作成する内容: シリコンバレー企業の社会貢献と成長を扱った記事の続きを、本文の最後の文の後から書き進めなさい。

掲載本文:
○ ○ ○ ○

「1ー1ー1」 革新力に直結
1999年に米サンフランシスコで創業したセールスフォース・ドットコム。顧客情報管理(CRM)ソフトなどをインターネット経由で貸し出す「クラウドコンピューティング」を世界に普及させた同社だが、もう一つの重要なイノベーションを生み出したことでも知られる。
マーク・ベニオフ最高経営責任者(CEO)が提唱する「1―1―1」モデルだ。セールスフォースは設立以来、株式の1%、製品の1%、従業員の就業時間の1%を毎年、社会貢献活動に費やしてきた。「企業成長と社会貢献を両立する手法」として注目を集め、多くの企業が同様の取り組みを始めるきっかけを作った。
スタートアップを中心とするシリコンバレーの企業には「社会問題の解決が、自社の成長につながる」という経営哲学が根付いている。例えば、創業から17年で電気自動車(EV)最大手になったテスラの企業ミッションは「持続可能なエネルギーへの世界の変革を加速する」こと。自社のEVが増えれば増えるほど、二酸化炭素(CO2)排出が減り、地球温暖化の防止に貢献できる。
こうした経営姿勢は、企業に環境対策や社会貢献を求める「ESG投資」の流れとも合致する。テスラやセールスフォースの株価はここ数年、高騰が続いている。
シリコンバレー企業は、SDGsが掲げる人材の多様性にも長らく取り組んできた。世界各地から異なる言語・宗教・習慣を持つ優秀な人材を呼び込むことで、イノベーションを加速してきた歴史があるからだ。
足元ではエンジニア職の給与の高騰が続いており、人種や性別にとらわれずに優秀な人材を獲得・維持できる人事制度に磨きをかけなければ、あっという間に他社に人材を引き抜かれる。SDGsへの対応が、企業の競争力を左右する好例といえる。
その一方で、グーグルといった巨大IT(情報技術)企業への極端な富とデータの集中という批判にもさらされるようになった。各社とも環境対策や人材の多様性などの観点では最先端の活動を続けているが、域内の格差問題は広がる一方だ。「会社も社会も強くする」ために、一段のイノベーションが求められている。
(編集委員 田中暁人)

○ ○ ○ ○

提供資料:
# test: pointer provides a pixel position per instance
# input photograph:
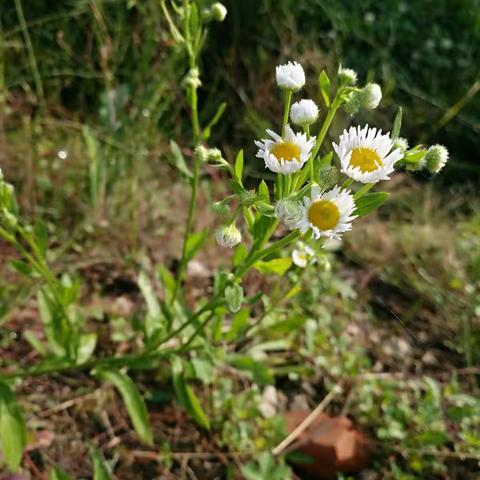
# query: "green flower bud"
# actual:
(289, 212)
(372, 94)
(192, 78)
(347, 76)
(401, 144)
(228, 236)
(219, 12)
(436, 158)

○ ○ ○ ○

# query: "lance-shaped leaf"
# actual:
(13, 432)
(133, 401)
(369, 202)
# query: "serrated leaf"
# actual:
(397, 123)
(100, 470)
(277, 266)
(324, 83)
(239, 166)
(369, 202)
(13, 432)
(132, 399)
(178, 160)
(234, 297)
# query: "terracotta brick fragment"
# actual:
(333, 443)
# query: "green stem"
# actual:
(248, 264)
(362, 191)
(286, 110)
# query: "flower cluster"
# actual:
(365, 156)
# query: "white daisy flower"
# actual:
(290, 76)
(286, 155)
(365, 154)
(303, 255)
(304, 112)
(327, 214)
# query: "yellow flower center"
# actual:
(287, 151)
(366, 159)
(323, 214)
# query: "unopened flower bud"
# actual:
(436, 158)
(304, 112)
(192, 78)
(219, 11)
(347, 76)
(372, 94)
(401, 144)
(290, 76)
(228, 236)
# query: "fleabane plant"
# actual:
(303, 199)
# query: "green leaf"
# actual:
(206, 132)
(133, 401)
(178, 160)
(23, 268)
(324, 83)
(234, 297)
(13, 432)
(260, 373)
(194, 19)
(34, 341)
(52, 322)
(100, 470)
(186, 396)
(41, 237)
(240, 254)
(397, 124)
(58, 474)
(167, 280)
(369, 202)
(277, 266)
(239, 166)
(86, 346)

○ ○ ○ ○

解答:
セールスフォース・ドットコムでは、「企業としてよりよい社会に貢献するにはどうすべきか」という課題解決にトップが創業以来、一貫して取り組んでおり、日本法人でも力を入れています。
重要なのは、経営陣がこうした活動を率先することです。年に数回、役員会議をライブ中継し、経営陣が環境対策や人材の多様性といったテーマについて時間を割いて議論を交わしている様子を社員だれもが見られるようにしています。
SDGsを標語として掲げるだけではなく、実際にどれだけの社会貢献ができたかを可視化する仕組みも導入しました。全社員に自らが取り組んだ活動を社内データベースに登録してもらい、定期的に評価を繰り返しています。
新型コロナウイルス禍で通常の社会貢献活動をすることが難しくなっていますが、例えばオンライン授業の支援などの活動を増やしています。在宅勤務時に特に力を発揮する、セールスフォースのクラウドサービスを非営利団体や教育機関に無償で提供する活動にも力を入れています。
こうした様々な仕組みがあってはじめて「社会貢献を重視する」という企業文化が社内に行き渡っているのです。
2016年にはトップ直属のチーフ・イクオリティー(平等)・オフィサーを任命しました。人材の多様性の維持には、全社の権限を持つ1人の責任者が管理する必要がある、と考えたからです。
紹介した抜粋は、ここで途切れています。